#### Text
Hi Fernando,
On Sun, Jun 29, 2014 at 1:53 PM, Fernando Paolo <fpa...@ucsd.edu> wrote:
> Hello,
>
> I must be missing something obvious because I can't find the "actual"
> coefficients of the polynomial fitted using LassoCV. That is, for a 3rd
> degree polynomial
>
> p = a0 + a1 * x + a2 * x^2 + a3 * x^3
>
> I want the a0, a1, a2 and a3 coefficients (as those returned by
> numpy.polyfit()). Here is an example code of what I'm after
>
> import numpy as np
> import matplotlib.pyplot as plt
> from pandas import *
> from math import *
> from patsy import dmatrix
> from sklearn.linear_model import LassoCV
>
> sin_data = DataFrame({'x' : np.linspace(0, 1, 101)})
> sin_data['y'] = np.sin(2 * pi * sin_data['x']) + np.random.normal(0, 0.1,
> 101)
> x = sin_data['x']
> y = sin_data['y']
> Xpoly = dmatrix('C(x, Poly)')

Point-based annotation records:
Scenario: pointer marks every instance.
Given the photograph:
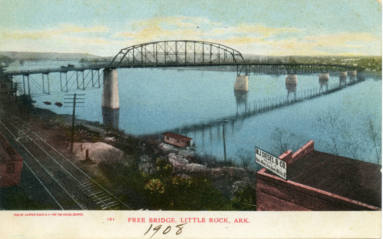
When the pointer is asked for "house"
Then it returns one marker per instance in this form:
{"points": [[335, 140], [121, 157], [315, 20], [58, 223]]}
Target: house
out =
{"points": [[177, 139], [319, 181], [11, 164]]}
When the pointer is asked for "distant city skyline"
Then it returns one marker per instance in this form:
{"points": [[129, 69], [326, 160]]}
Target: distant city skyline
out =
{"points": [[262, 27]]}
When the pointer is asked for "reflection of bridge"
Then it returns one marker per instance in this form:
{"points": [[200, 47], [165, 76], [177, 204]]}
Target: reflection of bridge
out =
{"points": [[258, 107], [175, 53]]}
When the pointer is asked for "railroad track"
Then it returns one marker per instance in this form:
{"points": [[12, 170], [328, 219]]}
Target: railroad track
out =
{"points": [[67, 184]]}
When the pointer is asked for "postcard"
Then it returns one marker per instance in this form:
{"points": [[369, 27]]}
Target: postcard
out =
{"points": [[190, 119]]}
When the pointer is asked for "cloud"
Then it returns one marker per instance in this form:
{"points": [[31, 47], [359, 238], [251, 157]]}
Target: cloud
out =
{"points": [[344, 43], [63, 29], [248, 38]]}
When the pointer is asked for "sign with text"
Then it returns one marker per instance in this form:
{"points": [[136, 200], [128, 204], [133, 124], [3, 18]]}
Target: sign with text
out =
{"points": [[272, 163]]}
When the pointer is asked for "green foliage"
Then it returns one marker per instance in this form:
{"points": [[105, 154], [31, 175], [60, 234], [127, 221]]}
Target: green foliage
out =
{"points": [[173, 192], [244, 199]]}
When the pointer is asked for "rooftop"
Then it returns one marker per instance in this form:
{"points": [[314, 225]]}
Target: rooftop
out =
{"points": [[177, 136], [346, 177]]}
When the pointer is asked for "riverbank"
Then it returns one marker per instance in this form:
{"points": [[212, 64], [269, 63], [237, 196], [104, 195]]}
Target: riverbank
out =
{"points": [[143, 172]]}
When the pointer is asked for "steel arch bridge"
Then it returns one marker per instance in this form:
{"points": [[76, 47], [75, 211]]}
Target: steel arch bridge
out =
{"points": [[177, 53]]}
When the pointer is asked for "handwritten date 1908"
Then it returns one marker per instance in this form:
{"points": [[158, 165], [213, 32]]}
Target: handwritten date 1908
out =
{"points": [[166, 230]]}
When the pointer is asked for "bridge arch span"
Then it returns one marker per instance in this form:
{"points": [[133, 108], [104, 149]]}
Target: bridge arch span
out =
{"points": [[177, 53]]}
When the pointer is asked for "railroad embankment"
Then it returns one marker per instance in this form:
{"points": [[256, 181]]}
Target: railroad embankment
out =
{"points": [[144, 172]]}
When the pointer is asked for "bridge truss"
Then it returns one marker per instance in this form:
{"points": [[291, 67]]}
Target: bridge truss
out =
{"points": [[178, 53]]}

#### Directive 1
Answer these questions about the LassoCV email, each on its own line:
(a) Which numpy function returns coefficients in the form the writer wants?
(b) How many x values does np.linspace produce in the example code?
(c) What degree of polynomial does the writer use as an example?
#### Directive 2
Proceed with the LassoCV email from the point where it stops.
The records are separate material and unrelated to the LassoCV email.

#### Output 1
(a) numpy.polyfit()
(b) 101
(c) Third degree

#### Output 2
>
The development version of scikit-learn contains a transformer to do
exactly this:
http://scikit-learn.org/dev/modules/generated/sklearn.preprocessing.PolynomialFeatures.html
> n = 3
> lasso_model = LassoCV(cv=15, copy_X=True, normalize=True)
> lasso_fit = lasso_model.fit(Xpoly[:,1:n+1], y)
>
In scikit-learn, "fit" always returns the model itself so here
"lasso_model" and "lasso_fit" refer to the same thing.
lasso_predict = lasso_model.predict(Xpoly[:,1:n+1])
>
> a = np.r_[lasso_fit.intercept_, lasso_fit.coef_]
>
> b = np.polyfit(x, y, n)[::-1]
>
> p_lasso = a[0] + a[1] * x + a[2] * x**2 + a[3] * x**3
> p_polyfit = b[0] + b[1] * x + b[2] * x**2 + b[3] * x**3
>
> print 'coef. lasso:', a
> print 'coef. polyfit:', b
>
>
> The returned coefficients 'a' and 'b' are completely different, and while
> 'p_polyfit' is indeed the fitted polynomial of degree 3, 'p_lasso' makes no
> sense (plot to see). Unless 'b' is something else... If so, what actually
> are the coefficients returned by fit()? And how can I get the coefficients
> that reconstruct the fitted polynomial?
>
>
Why are you expecting a and b to be the same? np.polyfit returns a
least-squares fit so the model is different from a lasso.
You should use LinearRegression or Ridge with light regularization instead.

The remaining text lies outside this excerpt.